Start Extracted information
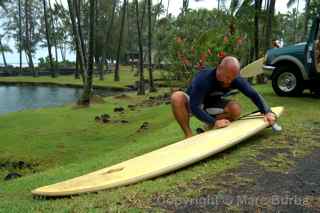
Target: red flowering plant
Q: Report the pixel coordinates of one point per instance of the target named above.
(191, 57)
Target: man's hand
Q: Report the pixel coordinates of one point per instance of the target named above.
(270, 118)
(221, 123)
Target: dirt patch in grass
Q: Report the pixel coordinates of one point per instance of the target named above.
(14, 169)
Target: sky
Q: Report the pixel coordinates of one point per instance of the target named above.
(174, 9)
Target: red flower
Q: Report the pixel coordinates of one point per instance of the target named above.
(239, 40)
(225, 39)
(221, 55)
(179, 40)
(203, 57)
(193, 51)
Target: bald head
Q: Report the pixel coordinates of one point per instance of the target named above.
(228, 70)
(230, 65)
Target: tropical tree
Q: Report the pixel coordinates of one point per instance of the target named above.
(307, 13)
(141, 89)
(3, 49)
(116, 72)
(48, 38)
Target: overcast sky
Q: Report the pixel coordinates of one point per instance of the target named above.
(174, 8)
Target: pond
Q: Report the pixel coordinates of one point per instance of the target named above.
(16, 98)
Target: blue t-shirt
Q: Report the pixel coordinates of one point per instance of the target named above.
(205, 84)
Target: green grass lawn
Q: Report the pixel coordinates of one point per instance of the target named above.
(127, 77)
(65, 142)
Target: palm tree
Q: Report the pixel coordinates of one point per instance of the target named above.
(152, 88)
(116, 72)
(109, 30)
(270, 12)
(76, 40)
(3, 49)
(45, 12)
(28, 47)
(87, 93)
(20, 37)
(141, 89)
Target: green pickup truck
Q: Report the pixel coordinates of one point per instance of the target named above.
(297, 67)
End Extracted information
Can you retype everything from the line containing "Target: green pickup truck" down to the last line of the rows, character for character?

Target: green pickup truck
Q: Report the pixel coordinates of one point per instance of the target named above.
(297, 67)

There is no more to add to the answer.